= What this task involves =
Rewrite everything from the start of the material down to and including the line containing "87 191 L 87", replacing "waistband" with "belt" and changing nothing else. Omit the pictures from your answer.

= Records to process =
•••
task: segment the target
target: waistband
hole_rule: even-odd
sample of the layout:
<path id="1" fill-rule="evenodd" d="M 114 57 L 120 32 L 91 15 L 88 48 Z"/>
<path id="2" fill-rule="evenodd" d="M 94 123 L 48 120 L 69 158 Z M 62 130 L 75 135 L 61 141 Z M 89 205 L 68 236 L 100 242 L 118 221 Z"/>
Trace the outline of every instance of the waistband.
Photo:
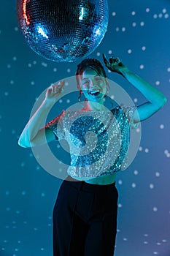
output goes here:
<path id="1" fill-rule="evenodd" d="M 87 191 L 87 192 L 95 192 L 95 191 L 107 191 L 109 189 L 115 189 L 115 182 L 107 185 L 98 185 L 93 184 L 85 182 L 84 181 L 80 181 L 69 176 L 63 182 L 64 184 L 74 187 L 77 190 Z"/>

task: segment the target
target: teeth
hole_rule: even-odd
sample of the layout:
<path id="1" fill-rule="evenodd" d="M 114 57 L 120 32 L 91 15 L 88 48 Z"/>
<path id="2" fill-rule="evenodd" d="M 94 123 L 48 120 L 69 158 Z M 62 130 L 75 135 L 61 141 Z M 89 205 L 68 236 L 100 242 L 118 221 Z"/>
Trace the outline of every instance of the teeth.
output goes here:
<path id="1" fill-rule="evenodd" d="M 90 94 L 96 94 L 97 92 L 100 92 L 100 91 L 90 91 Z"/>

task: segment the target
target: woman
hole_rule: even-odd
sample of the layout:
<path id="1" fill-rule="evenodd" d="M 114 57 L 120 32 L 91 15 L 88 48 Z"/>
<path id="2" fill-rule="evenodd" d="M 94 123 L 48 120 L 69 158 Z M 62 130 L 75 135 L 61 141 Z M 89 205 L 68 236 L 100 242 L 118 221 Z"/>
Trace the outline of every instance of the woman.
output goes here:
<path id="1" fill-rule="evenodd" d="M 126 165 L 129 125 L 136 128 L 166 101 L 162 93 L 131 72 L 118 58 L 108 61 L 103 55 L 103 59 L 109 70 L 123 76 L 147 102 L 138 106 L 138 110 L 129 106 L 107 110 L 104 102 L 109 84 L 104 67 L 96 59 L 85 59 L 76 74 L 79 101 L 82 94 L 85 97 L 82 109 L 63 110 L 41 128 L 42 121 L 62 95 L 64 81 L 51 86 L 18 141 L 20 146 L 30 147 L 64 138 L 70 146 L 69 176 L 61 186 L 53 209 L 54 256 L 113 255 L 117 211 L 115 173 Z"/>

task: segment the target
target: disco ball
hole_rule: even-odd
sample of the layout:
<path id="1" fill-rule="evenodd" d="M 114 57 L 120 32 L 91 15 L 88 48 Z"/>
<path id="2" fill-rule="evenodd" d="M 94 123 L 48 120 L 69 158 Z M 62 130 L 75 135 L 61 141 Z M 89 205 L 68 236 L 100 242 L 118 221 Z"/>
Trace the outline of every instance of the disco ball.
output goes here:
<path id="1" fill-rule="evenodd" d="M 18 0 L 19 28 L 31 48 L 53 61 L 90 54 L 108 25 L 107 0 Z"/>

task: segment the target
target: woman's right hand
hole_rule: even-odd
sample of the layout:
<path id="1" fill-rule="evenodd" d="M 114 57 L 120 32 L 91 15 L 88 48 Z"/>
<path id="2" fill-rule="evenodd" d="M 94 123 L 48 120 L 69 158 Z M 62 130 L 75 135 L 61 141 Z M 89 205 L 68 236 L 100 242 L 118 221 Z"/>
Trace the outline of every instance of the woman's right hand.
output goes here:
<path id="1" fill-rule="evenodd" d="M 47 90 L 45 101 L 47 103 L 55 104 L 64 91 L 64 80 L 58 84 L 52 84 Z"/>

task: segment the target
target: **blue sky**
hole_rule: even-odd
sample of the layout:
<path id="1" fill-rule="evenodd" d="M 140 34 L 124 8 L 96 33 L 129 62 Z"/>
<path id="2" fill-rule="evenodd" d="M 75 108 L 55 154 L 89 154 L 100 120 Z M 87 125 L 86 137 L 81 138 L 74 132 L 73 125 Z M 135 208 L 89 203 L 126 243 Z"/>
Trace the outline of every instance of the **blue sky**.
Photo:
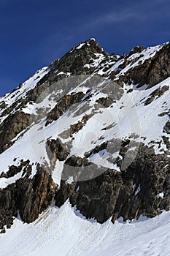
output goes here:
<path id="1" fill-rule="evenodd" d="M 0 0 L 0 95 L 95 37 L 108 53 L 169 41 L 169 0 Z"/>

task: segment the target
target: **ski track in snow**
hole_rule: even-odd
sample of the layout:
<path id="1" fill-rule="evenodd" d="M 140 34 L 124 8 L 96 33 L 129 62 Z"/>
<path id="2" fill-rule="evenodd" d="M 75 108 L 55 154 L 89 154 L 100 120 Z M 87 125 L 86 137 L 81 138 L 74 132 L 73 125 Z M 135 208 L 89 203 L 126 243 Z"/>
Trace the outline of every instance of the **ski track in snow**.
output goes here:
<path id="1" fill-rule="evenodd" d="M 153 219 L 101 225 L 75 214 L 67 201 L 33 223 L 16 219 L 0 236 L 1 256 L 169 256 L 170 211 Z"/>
•••
= Correct result =
task: segment the target
target: belt
hole_rule: even-odd
sample of the layout:
<path id="1" fill-rule="evenodd" d="M 114 57 L 120 32 L 91 15 L 88 48 Z"/>
<path id="2" fill-rule="evenodd" d="M 94 123 L 48 120 L 69 158 Z M 62 130 L 75 135 L 61 141 Z M 89 205 L 68 236 L 100 242 L 118 221 Z"/>
Trace the outline of every instance of the belt.
Photo:
output goes here:
<path id="1" fill-rule="evenodd" d="M 87 191 L 87 192 L 95 192 L 95 191 L 107 191 L 109 189 L 115 189 L 115 182 L 107 185 L 98 185 L 93 184 L 85 182 L 84 181 L 80 181 L 69 176 L 63 182 L 64 184 L 74 187 L 77 190 Z"/>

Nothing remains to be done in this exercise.